Request: Copy out, character for character, the records from the line containing "what: leafy tree" up to and including the line containing "(327, 238), (377, 277)".

___

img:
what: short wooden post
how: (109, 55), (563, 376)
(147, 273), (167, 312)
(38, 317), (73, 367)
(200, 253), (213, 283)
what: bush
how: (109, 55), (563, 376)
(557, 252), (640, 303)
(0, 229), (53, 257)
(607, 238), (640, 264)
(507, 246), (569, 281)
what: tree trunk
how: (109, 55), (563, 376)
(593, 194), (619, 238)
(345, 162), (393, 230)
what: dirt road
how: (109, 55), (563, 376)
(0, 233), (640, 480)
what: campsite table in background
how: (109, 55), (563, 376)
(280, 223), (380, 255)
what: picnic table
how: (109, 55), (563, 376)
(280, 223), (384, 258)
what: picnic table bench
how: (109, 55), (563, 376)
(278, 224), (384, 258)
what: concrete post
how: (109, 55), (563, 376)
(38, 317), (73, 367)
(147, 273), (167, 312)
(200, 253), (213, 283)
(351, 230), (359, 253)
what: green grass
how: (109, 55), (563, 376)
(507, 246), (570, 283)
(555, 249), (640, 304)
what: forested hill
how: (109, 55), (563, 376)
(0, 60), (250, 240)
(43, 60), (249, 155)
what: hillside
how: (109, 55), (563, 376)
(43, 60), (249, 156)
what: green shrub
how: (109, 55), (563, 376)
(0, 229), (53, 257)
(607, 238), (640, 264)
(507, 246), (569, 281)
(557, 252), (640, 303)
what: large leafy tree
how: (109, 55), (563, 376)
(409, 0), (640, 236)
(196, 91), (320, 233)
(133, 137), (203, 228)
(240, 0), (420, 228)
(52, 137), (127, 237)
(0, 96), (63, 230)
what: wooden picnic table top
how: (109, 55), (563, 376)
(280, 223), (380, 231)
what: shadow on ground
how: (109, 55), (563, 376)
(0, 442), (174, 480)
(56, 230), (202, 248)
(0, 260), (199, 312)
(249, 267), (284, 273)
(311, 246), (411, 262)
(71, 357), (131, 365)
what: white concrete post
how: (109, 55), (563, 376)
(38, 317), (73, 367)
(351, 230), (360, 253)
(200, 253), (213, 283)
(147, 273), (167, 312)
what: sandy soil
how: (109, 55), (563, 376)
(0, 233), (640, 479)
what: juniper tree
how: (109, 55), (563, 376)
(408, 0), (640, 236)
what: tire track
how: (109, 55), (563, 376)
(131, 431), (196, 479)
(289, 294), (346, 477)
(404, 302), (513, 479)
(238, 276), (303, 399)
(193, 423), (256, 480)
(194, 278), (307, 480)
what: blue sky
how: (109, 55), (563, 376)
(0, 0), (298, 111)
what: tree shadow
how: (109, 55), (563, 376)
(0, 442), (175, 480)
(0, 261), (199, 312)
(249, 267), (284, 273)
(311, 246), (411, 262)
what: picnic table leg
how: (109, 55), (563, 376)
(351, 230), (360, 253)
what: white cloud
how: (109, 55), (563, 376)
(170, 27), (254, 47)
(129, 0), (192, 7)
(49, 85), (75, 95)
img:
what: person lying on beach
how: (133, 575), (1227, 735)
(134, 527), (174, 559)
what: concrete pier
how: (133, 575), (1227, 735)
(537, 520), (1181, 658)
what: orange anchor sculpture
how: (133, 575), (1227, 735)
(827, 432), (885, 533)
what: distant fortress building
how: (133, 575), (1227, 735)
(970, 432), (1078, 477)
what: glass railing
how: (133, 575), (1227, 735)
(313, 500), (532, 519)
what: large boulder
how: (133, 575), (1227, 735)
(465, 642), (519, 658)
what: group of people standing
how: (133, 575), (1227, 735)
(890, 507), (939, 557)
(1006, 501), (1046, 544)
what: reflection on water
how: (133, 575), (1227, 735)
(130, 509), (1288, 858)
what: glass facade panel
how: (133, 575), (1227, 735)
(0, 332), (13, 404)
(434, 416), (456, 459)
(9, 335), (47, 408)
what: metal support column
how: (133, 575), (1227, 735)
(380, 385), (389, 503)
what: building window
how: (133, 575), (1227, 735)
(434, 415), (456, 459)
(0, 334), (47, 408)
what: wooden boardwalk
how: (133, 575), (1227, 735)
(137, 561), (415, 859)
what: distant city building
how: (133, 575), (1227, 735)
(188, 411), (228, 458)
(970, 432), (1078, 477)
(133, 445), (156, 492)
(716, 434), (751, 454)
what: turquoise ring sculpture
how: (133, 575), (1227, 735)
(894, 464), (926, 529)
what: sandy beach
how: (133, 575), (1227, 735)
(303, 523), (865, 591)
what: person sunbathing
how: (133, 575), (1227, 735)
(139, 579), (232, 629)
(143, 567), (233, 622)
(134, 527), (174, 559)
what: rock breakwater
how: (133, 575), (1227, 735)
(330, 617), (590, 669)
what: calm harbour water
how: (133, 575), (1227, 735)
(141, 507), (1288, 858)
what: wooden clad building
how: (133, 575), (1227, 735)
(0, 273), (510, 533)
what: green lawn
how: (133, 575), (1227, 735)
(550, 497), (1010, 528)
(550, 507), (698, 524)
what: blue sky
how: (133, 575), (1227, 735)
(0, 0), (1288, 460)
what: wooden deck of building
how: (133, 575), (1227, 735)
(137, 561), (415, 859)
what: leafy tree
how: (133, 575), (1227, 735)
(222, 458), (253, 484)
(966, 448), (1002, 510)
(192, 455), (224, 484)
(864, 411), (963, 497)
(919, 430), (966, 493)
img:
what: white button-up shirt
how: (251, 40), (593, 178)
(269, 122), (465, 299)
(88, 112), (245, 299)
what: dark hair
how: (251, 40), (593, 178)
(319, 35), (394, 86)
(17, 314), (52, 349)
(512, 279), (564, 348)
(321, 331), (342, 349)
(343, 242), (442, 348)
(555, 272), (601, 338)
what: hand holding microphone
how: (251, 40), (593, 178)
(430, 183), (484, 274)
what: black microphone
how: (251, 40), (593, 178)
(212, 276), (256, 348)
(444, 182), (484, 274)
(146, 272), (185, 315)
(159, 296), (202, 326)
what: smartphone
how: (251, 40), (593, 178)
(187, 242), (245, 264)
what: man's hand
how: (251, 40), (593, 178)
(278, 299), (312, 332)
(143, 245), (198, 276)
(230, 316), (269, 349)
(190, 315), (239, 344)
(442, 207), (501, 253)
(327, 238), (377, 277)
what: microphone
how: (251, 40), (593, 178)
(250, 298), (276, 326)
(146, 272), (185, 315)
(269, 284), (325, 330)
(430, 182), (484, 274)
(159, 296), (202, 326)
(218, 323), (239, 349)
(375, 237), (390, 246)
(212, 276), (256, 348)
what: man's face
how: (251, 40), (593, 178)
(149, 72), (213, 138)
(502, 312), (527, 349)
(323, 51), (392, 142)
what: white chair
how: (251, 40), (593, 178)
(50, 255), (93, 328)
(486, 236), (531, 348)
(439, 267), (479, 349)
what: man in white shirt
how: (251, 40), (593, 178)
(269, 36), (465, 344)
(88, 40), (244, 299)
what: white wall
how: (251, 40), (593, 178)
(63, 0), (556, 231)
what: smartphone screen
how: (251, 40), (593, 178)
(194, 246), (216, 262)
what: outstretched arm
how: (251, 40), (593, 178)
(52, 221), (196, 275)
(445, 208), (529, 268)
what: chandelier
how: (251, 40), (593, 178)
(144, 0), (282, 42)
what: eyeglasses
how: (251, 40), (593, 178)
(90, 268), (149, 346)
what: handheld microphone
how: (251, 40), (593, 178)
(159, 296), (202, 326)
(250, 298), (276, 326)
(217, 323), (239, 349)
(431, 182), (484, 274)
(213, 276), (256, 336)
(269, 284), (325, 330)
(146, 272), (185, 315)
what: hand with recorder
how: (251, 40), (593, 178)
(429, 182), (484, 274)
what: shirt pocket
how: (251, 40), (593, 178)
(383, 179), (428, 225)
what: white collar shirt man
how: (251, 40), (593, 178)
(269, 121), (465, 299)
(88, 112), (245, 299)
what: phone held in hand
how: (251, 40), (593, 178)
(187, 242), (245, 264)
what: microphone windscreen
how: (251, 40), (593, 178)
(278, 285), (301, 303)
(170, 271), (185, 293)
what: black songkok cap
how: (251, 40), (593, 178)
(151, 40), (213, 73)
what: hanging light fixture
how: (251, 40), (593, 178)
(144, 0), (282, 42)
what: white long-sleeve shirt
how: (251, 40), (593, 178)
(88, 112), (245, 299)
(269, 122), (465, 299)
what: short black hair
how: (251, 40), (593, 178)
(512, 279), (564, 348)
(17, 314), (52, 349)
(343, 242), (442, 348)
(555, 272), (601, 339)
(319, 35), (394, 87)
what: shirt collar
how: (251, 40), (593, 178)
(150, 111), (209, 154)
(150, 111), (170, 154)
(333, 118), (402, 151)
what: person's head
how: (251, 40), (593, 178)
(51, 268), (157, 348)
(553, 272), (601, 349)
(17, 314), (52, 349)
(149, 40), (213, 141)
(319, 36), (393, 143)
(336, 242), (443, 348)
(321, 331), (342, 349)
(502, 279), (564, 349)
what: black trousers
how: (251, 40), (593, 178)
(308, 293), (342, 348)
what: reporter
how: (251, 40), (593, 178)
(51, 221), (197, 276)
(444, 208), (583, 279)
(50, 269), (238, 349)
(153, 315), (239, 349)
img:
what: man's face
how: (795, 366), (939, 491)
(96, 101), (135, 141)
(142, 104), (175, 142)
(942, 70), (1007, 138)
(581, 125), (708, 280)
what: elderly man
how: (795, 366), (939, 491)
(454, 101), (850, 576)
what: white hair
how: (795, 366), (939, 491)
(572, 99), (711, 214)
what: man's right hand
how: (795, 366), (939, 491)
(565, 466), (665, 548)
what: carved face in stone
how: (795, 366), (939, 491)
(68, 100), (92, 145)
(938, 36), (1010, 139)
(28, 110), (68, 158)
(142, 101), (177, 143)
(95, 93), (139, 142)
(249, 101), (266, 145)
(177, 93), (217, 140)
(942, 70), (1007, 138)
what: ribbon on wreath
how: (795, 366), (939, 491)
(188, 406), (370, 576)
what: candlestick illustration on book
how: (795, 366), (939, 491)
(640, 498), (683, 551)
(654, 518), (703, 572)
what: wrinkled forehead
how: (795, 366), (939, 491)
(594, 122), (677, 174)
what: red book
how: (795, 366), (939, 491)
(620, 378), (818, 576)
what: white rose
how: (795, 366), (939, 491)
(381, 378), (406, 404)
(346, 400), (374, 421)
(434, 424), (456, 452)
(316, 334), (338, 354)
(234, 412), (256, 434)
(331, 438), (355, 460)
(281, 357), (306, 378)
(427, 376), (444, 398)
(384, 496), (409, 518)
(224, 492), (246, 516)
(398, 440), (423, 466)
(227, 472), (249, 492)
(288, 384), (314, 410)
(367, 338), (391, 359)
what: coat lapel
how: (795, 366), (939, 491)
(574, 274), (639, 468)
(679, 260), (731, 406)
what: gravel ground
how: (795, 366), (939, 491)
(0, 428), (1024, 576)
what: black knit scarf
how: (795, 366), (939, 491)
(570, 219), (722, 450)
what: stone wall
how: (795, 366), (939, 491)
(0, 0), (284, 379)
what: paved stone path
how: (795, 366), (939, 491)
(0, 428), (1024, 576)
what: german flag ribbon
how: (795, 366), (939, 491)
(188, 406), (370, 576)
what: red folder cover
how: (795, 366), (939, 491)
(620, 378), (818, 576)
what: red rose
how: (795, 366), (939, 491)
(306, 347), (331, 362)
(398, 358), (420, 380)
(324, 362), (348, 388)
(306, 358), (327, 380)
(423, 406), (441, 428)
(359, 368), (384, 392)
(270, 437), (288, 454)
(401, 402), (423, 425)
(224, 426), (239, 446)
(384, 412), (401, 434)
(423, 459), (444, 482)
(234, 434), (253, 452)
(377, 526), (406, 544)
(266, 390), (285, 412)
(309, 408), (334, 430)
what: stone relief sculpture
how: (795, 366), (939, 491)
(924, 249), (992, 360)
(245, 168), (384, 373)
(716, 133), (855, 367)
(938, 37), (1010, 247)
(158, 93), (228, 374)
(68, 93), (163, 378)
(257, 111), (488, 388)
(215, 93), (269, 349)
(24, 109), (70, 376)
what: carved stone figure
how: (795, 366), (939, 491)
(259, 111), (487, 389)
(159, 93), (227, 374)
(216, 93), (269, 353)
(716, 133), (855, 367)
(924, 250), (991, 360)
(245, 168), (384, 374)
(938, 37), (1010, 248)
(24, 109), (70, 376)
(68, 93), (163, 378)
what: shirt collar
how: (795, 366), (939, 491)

___

Exercise result:
what: leafy tree
how: (133, 575), (1227, 735)
(222, 458), (253, 484)
(966, 448), (1002, 510)
(192, 455), (224, 484)
(864, 411), (963, 497)
(919, 430), (966, 493)
img:
what: white button-up shirt
how: (251, 40), (593, 178)
(269, 122), (465, 299)
(88, 112), (245, 299)
what: dark hair
how: (251, 40), (593, 178)
(319, 35), (394, 86)
(17, 314), (52, 349)
(512, 279), (564, 348)
(321, 331), (342, 349)
(343, 242), (442, 348)
(555, 272), (601, 338)
what: hand holding microphone
how: (251, 40), (593, 178)
(430, 183), (484, 274)
what: black microphone
how: (251, 40), (593, 178)
(212, 276), (256, 348)
(444, 182), (484, 274)
(146, 272), (185, 315)
(159, 296), (202, 326)
what: smartphone
how: (251, 40), (593, 178)
(187, 242), (245, 264)
what: man's hand
how: (251, 40), (593, 178)
(278, 299), (312, 332)
(143, 245), (198, 276)
(230, 316), (269, 349)
(190, 315), (239, 344)
(442, 207), (501, 253)
(327, 238), (377, 277)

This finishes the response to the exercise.